(Passage for review begins)
NIH Organs-on-Chips Program: Tissue chips for Efficacy and Toxicity Testing in Drug Development
Danilo Tagle, Associate Director for Special Initiatives, National Institutes of Health
The current drug development process is vulnerable to poor prediction of human physiological responses and failure to predict safety and efficacy of candidate drugs using current methods accounts for a much as 90% of the attrition rate. To address this challenge in drug development, the NCATS Tissue Chip for Drug Screening program https://ncats.nih.gov/tissuechip is developing alternative approaches for more reliable readouts of toxicity and efficacy. Tissue chips are bioengineered microphysiological systems utilizing chip technology and microfluidics that mimic tissue cytoarchitecture and functional units of human organs. These microfabricated devices are useful for modeling human diseases, and for studies in precision medicine and environment exposures. Tissue chips are poised to deliver a paradigm shift in drug discovery. By emulating human physiology, these chips have the potential to increase the predictive power of preclinical modeling, which in turn will move the pharmaceutical industry closer to its aspiration of clinically relevant and ultimately animal-free drug discovery.
(Passage for review ends)
(Information supplied begins)
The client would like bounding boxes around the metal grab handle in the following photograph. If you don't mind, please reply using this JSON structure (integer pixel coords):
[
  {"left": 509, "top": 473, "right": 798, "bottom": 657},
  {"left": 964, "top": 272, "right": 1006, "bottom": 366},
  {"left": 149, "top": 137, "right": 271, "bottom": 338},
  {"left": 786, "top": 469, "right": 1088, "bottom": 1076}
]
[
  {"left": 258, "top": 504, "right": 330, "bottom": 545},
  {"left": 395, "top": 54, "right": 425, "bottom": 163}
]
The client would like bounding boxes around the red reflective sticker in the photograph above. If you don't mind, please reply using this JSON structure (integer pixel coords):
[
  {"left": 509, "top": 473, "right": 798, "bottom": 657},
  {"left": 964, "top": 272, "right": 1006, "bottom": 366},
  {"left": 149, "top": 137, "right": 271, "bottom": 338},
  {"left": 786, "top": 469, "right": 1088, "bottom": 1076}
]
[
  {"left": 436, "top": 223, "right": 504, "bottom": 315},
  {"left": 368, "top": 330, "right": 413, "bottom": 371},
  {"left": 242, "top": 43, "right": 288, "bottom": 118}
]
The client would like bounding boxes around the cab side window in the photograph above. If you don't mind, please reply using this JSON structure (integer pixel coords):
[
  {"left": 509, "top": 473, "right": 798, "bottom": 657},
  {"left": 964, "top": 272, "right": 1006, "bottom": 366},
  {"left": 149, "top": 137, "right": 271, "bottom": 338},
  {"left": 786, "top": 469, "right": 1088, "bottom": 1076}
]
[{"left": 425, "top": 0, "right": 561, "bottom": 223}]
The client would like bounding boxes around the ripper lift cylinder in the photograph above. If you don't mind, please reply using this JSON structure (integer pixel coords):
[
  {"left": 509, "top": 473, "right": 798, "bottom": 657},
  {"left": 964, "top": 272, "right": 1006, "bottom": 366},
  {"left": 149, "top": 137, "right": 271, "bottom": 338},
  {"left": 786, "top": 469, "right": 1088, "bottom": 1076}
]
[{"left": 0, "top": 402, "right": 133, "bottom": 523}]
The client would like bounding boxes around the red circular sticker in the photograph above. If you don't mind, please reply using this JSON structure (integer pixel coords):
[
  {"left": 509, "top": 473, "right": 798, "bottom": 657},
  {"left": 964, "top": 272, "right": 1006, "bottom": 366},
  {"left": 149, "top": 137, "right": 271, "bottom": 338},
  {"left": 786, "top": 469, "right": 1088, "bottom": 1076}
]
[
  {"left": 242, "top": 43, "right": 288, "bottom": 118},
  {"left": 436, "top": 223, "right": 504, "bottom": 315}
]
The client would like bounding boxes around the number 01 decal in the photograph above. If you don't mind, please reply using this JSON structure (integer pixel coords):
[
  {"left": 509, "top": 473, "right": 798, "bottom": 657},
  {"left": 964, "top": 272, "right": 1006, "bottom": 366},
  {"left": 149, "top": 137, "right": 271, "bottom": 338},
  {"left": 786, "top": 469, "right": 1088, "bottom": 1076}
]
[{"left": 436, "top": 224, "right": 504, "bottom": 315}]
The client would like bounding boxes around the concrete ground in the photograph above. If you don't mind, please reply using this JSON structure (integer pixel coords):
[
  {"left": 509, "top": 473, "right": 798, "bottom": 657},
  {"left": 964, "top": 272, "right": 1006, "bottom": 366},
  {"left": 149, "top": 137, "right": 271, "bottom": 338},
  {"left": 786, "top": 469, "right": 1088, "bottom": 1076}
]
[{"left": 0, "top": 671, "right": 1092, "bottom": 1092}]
(Information supplied ends)
Apply what you read
1. In the tissue chip abstract, how much of the attrition rate in drug development comes from failing to predict the safety and efficacy of candidate drugs?
2. Continue the tissue chip abstract, picking up after its final sentence.
The entries are separate material and have no connection to the tissue chip abstract.

Answers by item number
1. As much as 90%.

2.
The rapid pace of scientific innovation in the tissue chip field requires a cohesive partnership between innovators and end users. Near term uptake of these human-relevant platforms will fill gaps in current capabilities for assessing important properties of disposition, efficacy and safety liabilities. Similarly, these platforms could support mechanistic studies which aim to resolve challenges later in development (e.g. assessing the human relevance of a liability identified in animal studies). Building confidence that novel capabilities of Tissue chips can address real world challenges while they themselves are being developed will accelerate their application in the discovery and development of innovative medicines. Tissue chips as novel preclinical modeling platforms offer a number of unique opportunities, with improved clinical predictivity the most apparent and the greatest hope for this innovation. But, they may also provide a more efficient approach to mechanistic investigation, early safety liability screening and even more translationally relevant modeling of drug distribution and metabolism. Broad overview of the program, partnerships involved and future directions will be presented at this meeting.